Report every line in the data below that contains the word "orange", treating uppercase and lowercase letters as different.
##### Data for the task #####
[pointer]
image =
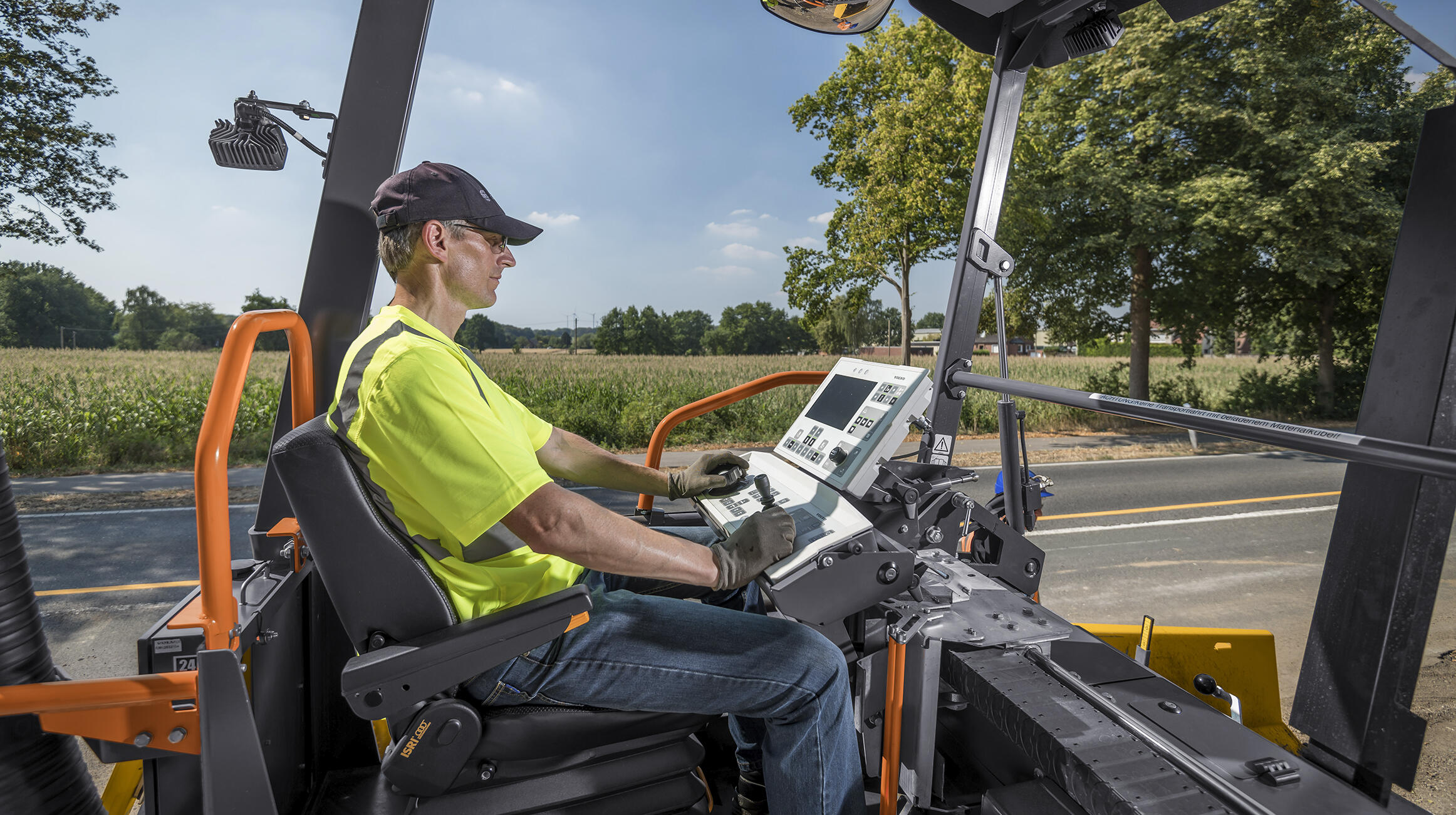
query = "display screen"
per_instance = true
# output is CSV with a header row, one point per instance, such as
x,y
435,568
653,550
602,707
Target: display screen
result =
x,y
839,401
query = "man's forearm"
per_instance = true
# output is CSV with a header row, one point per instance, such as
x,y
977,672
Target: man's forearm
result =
x,y
568,456
558,521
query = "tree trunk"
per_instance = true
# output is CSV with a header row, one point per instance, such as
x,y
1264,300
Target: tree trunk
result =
x,y
905,311
1140,321
1327,351
905,325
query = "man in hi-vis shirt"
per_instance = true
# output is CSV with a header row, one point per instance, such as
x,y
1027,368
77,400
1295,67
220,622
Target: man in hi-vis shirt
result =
x,y
465,472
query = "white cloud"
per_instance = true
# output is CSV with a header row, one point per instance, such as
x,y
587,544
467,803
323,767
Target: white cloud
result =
x,y
469,85
724,271
734,231
744,252
565,219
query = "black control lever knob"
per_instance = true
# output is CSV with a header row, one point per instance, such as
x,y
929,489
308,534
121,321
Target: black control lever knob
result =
x,y
761,482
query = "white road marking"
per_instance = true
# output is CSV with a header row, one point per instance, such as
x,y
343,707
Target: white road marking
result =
x,y
1175,521
1190,457
127,511
168,510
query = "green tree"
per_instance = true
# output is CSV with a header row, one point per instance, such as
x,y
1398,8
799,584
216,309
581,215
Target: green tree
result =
x,y
267,341
1019,321
612,332
37,300
1329,159
478,332
688,330
178,340
653,335
754,328
143,316
50,172
846,326
900,115
200,321
931,321
1230,172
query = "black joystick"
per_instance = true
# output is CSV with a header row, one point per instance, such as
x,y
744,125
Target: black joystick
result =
x,y
761,482
736,478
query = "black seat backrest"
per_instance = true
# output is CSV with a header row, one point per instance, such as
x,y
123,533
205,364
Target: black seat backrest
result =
x,y
378,581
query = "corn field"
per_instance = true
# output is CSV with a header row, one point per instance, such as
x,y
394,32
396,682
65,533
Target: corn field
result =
x,y
105,411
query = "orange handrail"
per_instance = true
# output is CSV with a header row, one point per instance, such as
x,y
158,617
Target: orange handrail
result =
x,y
890,747
91,695
118,708
654,449
217,611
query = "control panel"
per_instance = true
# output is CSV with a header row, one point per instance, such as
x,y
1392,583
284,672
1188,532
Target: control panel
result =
x,y
821,517
860,415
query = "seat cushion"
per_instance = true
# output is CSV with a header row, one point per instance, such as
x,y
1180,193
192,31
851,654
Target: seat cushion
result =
x,y
538,731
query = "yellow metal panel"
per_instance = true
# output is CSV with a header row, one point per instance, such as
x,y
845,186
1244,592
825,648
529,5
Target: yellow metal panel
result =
x,y
123,789
380,737
1242,660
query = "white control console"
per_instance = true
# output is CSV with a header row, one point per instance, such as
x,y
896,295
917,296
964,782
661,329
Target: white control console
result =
x,y
821,517
860,415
#####
The response
query = "orange handrail"
Target: orange handrail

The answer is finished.